* **What to do**
Substitute "bark" for "mulch" and write out the lines again, starting with the line that contains "Where can the wooden" and going on through the line that contains "<point>115,102</point>". Leave everything else unchanged.

[Stored items]

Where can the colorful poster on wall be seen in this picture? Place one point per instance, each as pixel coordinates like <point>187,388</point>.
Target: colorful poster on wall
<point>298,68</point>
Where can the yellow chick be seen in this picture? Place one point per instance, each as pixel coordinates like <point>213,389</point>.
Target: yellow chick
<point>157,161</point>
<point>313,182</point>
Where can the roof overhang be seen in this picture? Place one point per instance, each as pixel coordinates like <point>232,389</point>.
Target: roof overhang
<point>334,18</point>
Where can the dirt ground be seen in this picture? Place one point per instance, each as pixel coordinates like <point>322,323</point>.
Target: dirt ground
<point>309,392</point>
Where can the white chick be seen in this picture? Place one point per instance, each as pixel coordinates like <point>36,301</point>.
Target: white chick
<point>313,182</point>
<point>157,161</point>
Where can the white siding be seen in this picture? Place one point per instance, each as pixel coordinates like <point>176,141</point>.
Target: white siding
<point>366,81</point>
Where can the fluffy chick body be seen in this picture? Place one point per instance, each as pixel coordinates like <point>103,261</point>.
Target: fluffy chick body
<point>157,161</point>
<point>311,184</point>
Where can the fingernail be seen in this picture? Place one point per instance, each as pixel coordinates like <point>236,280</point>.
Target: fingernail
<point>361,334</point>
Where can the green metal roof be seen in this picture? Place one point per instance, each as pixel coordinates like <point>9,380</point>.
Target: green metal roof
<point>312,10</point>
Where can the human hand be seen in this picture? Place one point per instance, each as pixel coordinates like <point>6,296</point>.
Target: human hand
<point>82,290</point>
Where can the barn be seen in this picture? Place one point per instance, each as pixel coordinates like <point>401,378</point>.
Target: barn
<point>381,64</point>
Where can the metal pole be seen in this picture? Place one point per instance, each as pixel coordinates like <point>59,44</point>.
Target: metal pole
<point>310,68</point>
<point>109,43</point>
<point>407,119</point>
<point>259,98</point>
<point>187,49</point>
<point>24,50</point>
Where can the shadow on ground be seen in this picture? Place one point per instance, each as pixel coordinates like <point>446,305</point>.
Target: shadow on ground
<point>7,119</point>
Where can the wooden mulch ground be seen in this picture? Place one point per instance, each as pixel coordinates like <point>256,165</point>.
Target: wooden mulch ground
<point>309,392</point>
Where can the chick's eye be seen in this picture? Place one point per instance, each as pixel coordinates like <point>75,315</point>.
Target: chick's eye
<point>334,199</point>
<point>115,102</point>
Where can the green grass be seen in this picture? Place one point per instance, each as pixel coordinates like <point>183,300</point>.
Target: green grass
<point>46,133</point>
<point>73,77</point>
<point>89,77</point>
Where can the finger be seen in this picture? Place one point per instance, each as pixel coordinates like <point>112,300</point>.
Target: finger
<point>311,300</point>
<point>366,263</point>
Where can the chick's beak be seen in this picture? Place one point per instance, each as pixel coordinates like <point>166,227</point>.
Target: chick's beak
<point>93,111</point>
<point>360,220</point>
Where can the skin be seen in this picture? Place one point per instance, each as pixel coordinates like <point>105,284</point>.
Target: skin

* **Result for this exercise**
Where can the wooden bark ground be seen in this picture? Place one point per instance, each as pixel coordinates like <point>256,165</point>.
Target: wooden bark ground
<point>309,392</point>
Where can the chick's eye be seen in this picture? Place one point per instance, each as pixel coordinates like <point>75,315</point>.
Target: chick's eye
<point>334,199</point>
<point>115,102</point>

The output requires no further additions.